| Given task |
Go through the records underneath and write each one out again exactly.

| Dataset records |
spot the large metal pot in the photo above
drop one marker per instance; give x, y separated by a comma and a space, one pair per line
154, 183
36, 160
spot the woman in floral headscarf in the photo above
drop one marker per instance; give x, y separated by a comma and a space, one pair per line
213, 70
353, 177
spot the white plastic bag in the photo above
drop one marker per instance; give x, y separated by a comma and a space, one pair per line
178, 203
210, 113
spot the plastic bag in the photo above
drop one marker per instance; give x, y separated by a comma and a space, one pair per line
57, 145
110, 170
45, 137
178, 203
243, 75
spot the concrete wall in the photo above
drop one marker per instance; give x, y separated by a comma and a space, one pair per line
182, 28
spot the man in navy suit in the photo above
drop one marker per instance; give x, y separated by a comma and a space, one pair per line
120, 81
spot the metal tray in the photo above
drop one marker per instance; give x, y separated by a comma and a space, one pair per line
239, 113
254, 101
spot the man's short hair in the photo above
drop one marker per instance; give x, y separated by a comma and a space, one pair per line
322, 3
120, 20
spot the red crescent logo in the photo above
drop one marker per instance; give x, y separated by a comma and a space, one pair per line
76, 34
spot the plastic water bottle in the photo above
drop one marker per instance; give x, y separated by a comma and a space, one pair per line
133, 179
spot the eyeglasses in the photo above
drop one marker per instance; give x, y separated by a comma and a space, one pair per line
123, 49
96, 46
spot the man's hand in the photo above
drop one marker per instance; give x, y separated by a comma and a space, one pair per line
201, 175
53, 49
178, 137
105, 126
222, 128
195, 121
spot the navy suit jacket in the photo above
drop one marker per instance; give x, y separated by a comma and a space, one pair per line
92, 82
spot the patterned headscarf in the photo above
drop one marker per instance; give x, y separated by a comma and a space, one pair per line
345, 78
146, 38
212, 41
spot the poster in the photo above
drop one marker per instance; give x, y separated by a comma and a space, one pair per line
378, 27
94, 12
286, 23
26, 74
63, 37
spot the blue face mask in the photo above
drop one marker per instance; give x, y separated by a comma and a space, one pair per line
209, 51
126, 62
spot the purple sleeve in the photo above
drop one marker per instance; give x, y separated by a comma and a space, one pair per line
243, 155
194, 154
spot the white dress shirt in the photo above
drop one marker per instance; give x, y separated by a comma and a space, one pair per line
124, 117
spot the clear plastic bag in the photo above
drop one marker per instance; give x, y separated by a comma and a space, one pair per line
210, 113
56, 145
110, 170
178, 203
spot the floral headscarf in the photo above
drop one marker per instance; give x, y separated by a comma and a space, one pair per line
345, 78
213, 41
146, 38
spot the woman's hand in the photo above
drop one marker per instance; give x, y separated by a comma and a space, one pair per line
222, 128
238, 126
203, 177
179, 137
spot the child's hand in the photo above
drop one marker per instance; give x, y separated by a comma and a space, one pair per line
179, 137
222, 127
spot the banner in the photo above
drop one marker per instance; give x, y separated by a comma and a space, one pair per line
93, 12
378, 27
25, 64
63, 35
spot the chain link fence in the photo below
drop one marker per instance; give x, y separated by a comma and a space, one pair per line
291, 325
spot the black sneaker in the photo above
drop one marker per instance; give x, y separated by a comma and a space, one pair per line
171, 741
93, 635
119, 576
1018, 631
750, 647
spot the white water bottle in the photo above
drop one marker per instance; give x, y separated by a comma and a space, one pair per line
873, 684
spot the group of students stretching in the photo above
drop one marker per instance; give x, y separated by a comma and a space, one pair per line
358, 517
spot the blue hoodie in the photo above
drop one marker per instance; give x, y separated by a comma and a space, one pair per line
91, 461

| Solution |
spot the large metal pot in the photo above
drop one marker per instance; give x, y separated by a comma and a space, one pair per line
154, 183
36, 160
spot the woman in floral headscarf in the photo above
drop one marker per instance; give x, y separated by a comma and a space, one pair per line
213, 70
353, 177
spot the white plastic bag in the photo above
drop one marker per instance; give x, y separated by a comma and a space, one pair per line
178, 203
210, 113
spot the plastic bag in the photo above
drop one marker per instance; give x, y separated by a comma and a space, one pair per line
57, 145
110, 170
45, 137
178, 203
243, 75
spot the concrete wall in the photo above
drop one marker per instance; give x, y separated by a comma and a space, one pair per line
182, 28
spot the man in navy suit in the photo above
drop one marker per instance; give x, y separated by a comma and a space, one pair per line
120, 81
spot the metal tray in the photo above
drop one marker per instance; give x, y separated by a comma and a space, one pair per line
239, 113
254, 101
spot the man's short hair in the photo above
drop one marker per instance; give x, y separated by a comma and a space, one pair per line
322, 3
120, 20
spot the red crescent logo in the photo above
drop one marker per instance; give x, y separated by a comma and a space, one pair per line
76, 34
spot the plastic water bottle in the photo above
drop one marker per instance; give x, y separated by a comma and a space, one pair per line
133, 179
spot the eyeglasses in the photo above
drop one marker per instance; give x, y separated by a comma and a space, one pair per line
123, 49
96, 46
spot the man's hand in the photo above
drop one marker per instance; give x, y separated by a comma and a space, one pair per line
201, 175
53, 49
178, 137
105, 126
222, 128
195, 121
spot the navy suit jacket in the photo above
drop one marker per instance; give x, y separated by a comma and a space, one pair per line
92, 82
spot the patterned headscarf in the photo above
drop one marker per instance; give x, y separated by a comma and a space, one pair per line
345, 78
146, 38
212, 41
spot the poster in the photo above
drop one marker per instance; give x, y separated by a comma and a space, one pair per line
378, 27
94, 12
286, 23
26, 74
63, 37
spot the blue face mask in the photo above
drop one marker per instance; give x, y separated by a comma and a space, one pair per line
209, 51
126, 62
spot the purple sleeve in the photo above
drop one marker per instance; give x, y separated by a comma and a space, one pair per line
243, 155
194, 154
spot the white dress shirt in the photo above
drop one marker per instance; give x, y separated by a comma and a space, one pair per line
124, 117
spot the clear plastic bag in the photo above
drop one marker per instance; give x, y separated by a comma and a space, one pair per line
210, 113
56, 145
110, 170
178, 203
spot the floral headscarf in the photo above
drop one marker per instance; give x, y separated by a comma and a space, one pair per line
345, 78
213, 41
146, 38
spot the woman's hand in the photo above
drop one marker per instance; give x, y separated by a comma and a space, one pair per line
222, 128
238, 126
203, 177
179, 137
spot the child's hand in the photo above
drop one marker per instance; give x, y separated by a comma and a space, one pair per line
179, 137
222, 127
spot the banner in the photo above
drop one marker per instance; give x, y separated by a comma and a space, one pair per line
93, 12
378, 27
25, 64
63, 35
spot the chain link fence in the photo below
drop one marker per instance; give x, y separated by a comma and a space, one pair per line
291, 325
spot the black sneaker in the photo above
drop one marker per instance; give x, y separated by a comma and a space, one pair per line
171, 741
93, 635
119, 576
1018, 631
750, 647
spot the white water bottle in the photo above
drop one marker per instance; give x, y separated by a comma and a space, one pair per line
873, 684
spot the group of students stretching in the photo above
drop one marker per instance; give x, y separated by a comma and a space, one pair per line
358, 517
spot the blue hoodie in the photo above
drop one marker per instance; give x, y separated by a comma and a space, one pair per line
91, 461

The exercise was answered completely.